Point-per-instance localization data:

•••

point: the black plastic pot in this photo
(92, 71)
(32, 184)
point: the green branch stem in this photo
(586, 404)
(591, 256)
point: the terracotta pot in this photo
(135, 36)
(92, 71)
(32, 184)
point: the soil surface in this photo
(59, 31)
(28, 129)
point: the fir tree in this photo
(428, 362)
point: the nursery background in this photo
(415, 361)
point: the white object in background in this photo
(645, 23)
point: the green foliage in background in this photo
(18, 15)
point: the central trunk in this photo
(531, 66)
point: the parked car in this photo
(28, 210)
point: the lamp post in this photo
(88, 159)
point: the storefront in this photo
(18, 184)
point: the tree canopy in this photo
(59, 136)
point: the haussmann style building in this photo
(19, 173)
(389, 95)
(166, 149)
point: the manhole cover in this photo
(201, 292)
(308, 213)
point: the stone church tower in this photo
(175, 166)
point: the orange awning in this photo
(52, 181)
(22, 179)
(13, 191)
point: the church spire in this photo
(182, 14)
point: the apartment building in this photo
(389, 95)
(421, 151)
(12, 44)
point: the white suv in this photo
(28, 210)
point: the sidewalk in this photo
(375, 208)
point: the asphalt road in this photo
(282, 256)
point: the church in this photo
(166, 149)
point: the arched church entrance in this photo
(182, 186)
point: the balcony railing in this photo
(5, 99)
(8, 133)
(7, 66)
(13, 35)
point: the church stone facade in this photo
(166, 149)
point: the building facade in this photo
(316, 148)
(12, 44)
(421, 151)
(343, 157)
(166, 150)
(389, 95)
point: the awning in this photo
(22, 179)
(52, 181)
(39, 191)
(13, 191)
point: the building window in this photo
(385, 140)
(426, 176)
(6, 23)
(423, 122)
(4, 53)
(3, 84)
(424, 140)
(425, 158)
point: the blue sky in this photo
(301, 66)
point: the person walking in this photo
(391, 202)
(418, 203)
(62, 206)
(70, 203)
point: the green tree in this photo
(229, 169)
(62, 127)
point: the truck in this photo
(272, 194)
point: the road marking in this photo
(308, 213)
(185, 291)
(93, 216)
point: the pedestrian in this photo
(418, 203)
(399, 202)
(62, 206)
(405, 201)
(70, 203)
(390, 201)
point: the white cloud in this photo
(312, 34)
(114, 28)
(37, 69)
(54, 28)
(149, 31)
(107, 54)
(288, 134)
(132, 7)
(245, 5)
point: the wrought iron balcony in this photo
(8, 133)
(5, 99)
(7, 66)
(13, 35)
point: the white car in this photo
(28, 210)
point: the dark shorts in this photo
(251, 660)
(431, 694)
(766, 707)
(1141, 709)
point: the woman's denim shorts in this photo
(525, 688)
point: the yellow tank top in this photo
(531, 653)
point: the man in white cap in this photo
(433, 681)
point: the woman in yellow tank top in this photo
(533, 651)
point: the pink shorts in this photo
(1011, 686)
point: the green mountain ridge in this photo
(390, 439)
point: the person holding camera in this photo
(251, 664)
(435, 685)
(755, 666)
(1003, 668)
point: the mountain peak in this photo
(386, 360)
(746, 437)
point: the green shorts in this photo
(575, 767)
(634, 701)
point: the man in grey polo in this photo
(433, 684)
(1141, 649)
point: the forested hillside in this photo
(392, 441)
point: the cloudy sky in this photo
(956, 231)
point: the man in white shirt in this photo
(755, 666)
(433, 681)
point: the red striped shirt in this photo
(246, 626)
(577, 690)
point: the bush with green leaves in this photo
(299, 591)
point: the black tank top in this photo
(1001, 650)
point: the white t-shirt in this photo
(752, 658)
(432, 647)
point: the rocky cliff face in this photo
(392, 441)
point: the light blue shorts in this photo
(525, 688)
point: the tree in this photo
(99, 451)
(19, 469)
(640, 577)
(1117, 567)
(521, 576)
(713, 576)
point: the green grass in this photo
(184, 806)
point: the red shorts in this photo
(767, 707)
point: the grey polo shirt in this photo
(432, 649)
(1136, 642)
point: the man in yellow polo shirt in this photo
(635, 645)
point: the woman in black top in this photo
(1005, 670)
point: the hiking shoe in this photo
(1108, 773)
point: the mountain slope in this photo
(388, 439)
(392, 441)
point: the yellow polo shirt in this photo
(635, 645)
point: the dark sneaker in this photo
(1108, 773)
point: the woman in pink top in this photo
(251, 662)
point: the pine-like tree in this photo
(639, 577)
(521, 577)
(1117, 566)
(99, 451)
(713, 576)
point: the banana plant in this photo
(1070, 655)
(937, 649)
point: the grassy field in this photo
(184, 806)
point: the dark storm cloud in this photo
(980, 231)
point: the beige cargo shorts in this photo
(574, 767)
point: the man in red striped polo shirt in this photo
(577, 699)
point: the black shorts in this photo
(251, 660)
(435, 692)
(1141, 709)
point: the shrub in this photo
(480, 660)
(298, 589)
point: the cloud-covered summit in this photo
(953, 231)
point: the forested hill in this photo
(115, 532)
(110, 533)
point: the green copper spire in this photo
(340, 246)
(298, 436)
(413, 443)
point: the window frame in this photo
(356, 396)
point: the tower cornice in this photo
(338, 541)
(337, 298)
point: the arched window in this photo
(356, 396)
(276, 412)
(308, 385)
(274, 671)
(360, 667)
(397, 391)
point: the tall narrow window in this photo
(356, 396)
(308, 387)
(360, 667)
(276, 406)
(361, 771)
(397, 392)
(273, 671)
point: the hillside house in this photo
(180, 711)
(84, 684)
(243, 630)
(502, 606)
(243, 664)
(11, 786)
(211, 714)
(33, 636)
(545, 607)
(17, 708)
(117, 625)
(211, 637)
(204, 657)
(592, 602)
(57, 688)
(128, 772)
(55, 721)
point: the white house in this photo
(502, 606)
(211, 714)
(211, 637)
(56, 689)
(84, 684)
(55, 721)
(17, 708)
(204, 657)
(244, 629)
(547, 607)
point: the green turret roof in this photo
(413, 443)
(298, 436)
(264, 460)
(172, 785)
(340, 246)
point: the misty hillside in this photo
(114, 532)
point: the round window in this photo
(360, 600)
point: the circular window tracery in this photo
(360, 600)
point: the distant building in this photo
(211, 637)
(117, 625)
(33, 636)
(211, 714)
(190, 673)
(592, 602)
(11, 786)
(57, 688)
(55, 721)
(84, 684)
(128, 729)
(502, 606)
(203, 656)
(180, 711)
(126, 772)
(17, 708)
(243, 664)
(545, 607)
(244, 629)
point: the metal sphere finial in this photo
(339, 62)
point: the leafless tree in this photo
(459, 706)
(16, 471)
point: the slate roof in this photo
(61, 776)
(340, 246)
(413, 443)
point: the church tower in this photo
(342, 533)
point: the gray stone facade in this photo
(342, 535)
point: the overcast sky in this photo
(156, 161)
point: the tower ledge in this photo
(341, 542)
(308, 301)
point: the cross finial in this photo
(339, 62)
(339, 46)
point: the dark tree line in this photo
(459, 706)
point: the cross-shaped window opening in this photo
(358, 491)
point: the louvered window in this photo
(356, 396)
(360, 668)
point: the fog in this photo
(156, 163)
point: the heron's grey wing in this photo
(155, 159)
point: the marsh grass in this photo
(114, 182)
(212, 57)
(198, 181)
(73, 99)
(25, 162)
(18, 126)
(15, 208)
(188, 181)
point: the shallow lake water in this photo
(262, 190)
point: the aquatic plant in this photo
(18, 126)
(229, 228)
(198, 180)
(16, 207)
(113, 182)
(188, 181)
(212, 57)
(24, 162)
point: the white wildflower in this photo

•••

— Task statement —
Each record above should be set down again in its exact wording.

— Task answer —
point: the black plastic pot in this photo
(92, 71)
(32, 184)
point: the green branch stem in this photo
(586, 404)
(591, 256)
point: the terracotta pot in this photo
(135, 36)
(92, 71)
(32, 184)
point: the soil surface in this photo
(59, 31)
(28, 129)
point: the fir tree in this photo
(428, 362)
point: the nursery background in this photo
(415, 361)
point: the white object in background in this photo
(645, 23)
point: the green foliage in background in this photo
(18, 15)
point: the central trunk in this photo
(531, 66)
point: the parked car in this photo
(28, 210)
point: the lamp post in this photo
(88, 159)
point: the storefront in this photo
(18, 184)
point: the tree canopy in this photo
(59, 136)
point: the haussmann style building in this photo
(19, 173)
(389, 95)
(166, 149)
point: the manhole cover in this photo
(201, 292)
(308, 213)
point: the stone church tower in this photo
(175, 166)
point: the orange awning in this photo
(52, 181)
(22, 179)
(13, 191)
point: the church spire in this photo
(182, 14)
point: the apartment building in this photo
(389, 95)
(421, 151)
(12, 44)
point: the white suv in this photo
(28, 210)
point: the sidewalk in this photo
(375, 208)
point: the asphalt road in this photo
(282, 256)
point: the church in this photo
(166, 149)
point: the arched church entrance in this photo
(182, 186)
point: the balcony railing in this photo
(5, 99)
(8, 133)
(7, 66)
(13, 35)
point: the church stone facade in this photo
(166, 149)
point: the building facade in this photo
(316, 148)
(12, 44)
(421, 151)
(343, 157)
(166, 150)
(389, 95)
point: the awning in this photo
(22, 179)
(52, 181)
(39, 191)
(13, 191)
point: the building window in this photo
(385, 140)
(426, 176)
(6, 23)
(423, 122)
(4, 53)
(3, 84)
(424, 140)
(425, 158)
point: the blue sky in this photo
(301, 66)
point: the person walking in this photo
(391, 202)
(418, 203)
(62, 206)
(70, 203)
point: the green tree in this photo
(229, 169)
(62, 127)
point: the truck in this photo
(272, 194)
point: the road marking in this photo
(308, 213)
(185, 291)
(93, 216)
point: the pedestrian in this photo
(418, 203)
(399, 202)
(62, 206)
(405, 201)
(70, 203)
(390, 201)
point: the white cloud in this photo
(312, 34)
(114, 28)
(37, 69)
(54, 28)
(149, 31)
(107, 54)
(288, 134)
(132, 7)
(245, 5)
point: the wrought iron balcony in this photo
(8, 133)
(5, 99)
(7, 66)
(13, 35)
point: the white car in this photo
(28, 210)
point: the dark shorts in this photo
(251, 660)
(431, 694)
(766, 707)
(1141, 709)
point: the woman's denim shorts in this photo
(525, 688)
point: the yellow tank top in this photo
(531, 653)
point: the man in white cap in this photo
(433, 681)
point: the woman in yellow tank top in this photo
(533, 651)
point: the pink shorts in this photo
(1011, 686)
point: the green mountain ridge in this photo
(390, 439)
point: the person holding camera in this photo
(251, 664)
(435, 685)
(755, 666)
(1003, 668)
point: the mountain peak in this photo
(386, 360)
(746, 437)
point: the green shorts in this photo
(575, 767)
(634, 701)
point: the man in grey polo in this photo
(433, 684)
(1141, 649)
point: the forested hillside in this photo
(392, 441)
point: the cloudy sky in this photo
(956, 231)
point: the man in white shirt in this photo
(755, 666)
(433, 681)
point: the red striped shirt in this photo
(246, 626)
(577, 690)
point: the bush with green leaves in this photo
(299, 591)
point: the black tank top in this photo
(1001, 650)
point: the white t-shirt in this photo
(752, 658)
(432, 647)
point: the rocky cliff face in this photo
(392, 441)
point: the light blue shorts in this photo
(525, 688)
point: the tree in this photo
(99, 451)
(19, 469)
(640, 577)
(1117, 567)
(521, 576)
(713, 576)
point: the green grass in this photo
(184, 806)
point: the red shorts in this photo
(767, 707)
point: the grey polo shirt in this photo
(432, 649)
(1136, 642)
point: the man in yellow polo shirt in this photo
(635, 645)
point: the woman in black top in this photo
(1005, 670)
point: the hiking shoe in this photo
(1108, 773)
point: the mountain slope in this photo
(388, 439)
(392, 441)
point: the yellow polo shirt in this photo
(635, 645)
point: the dark sneaker in this photo
(1108, 773)
point: the woman in pink top in this photo
(251, 662)
point: the pine-like tree in this photo
(639, 577)
(521, 577)
(1117, 566)
(99, 451)
(713, 576)
point: the banana plant in this photo
(1070, 655)
(937, 649)
point: the grassy field in this photo
(184, 806)
point: the dark storm cloud in this photo
(980, 231)
point: the beige cargo shorts in this photo
(574, 767)
point: the man in red striped polo shirt in this photo
(577, 699)
point: the black shorts in this photo
(251, 660)
(435, 692)
(1141, 709)
point: the shrub in this photo
(480, 660)
(298, 589)
point: the cloud-covered summit in this photo
(953, 231)
point: the forested hill in this photo
(115, 532)
(110, 533)
point: the green copper spire in this photo
(340, 246)
(298, 436)
(413, 443)
point: the window frame in this photo
(356, 396)
point: the tower cornice in this photo
(338, 541)
(337, 298)
point: the arched window in this photo
(356, 396)
(276, 412)
(308, 385)
(274, 671)
(360, 667)
(397, 391)
point: the tall narrow window in this photo
(356, 396)
(308, 387)
(360, 667)
(276, 406)
(361, 771)
(397, 392)
(273, 671)
point: the hillside house in this photo
(180, 711)
(84, 684)
(243, 630)
(502, 606)
(243, 664)
(11, 786)
(211, 714)
(33, 636)
(545, 607)
(17, 708)
(117, 625)
(211, 637)
(204, 657)
(592, 602)
(57, 688)
(128, 772)
(55, 721)
point: the white house in this photo
(502, 606)
(211, 714)
(211, 637)
(56, 689)
(84, 684)
(55, 721)
(17, 708)
(204, 657)
(244, 629)
(547, 607)
point: the green turret roof in this photo
(413, 443)
(298, 436)
(264, 460)
(172, 785)
(340, 246)
point: the misty hillside in this photo
(114, 532)
point: the round window in this photo
(360, 600)
point: the circular window tracery in this photo
(360, 600)
point: the distant building in this photo
(211, 637)
(117, 625)
(33, 636)
(211, 714)
(190, 673)
(592, 602)
(11, 786)
(57, 688)
(55, 721)
(84, 684)
(128, 729)
(502, 606)
(203, 656)
(180, 711)
(126, 772)
(17, 708)
(243, 664)
(545, 607)
(244, 629)
point: the metal sphere finial in this photo
(339, 62)
point: the leafless tree in this photo
(459, 706)
(16, 471)
point: the slate roof in this photo
(61, 776)
(340, 246)
(413, 443)
point: the church tower in this photo
(342, 533)
point: the gray stone facade in this photo
(342, 535)
point: the overcast sky in this photo
(156, 161)
point: the tower ledge in this photo
(341, 542)
(308, 301)
point: the cross finial in this photo
(339, 62)
(339, 46)
point: the dark tree line in this photo
(459, 706)
point: the cross-shaped window opening in this photo
(358, 491)
point: the louvered window in this photo
(356, 396)
(360, 668)
point: the fog in this photo
(156, 163)
point: the heron's grey wing in this photo
(155, 159)
point: the marsh grass in this photo
(114, 182)
(212, 57)
(198, 181)
(73, 99)
(25, 162)
(18, 126)
(15, 208)
(188, 181)
point: the shallow lake water in this photo
(262, 190)
point: the aquatic plant in this photo
(18, 126)
(229, 228)
(198, 180)
(16, 207)
(113, 182)
(188, 181)
(212, 57)
(24, 162)
point: the white wildflower in this photo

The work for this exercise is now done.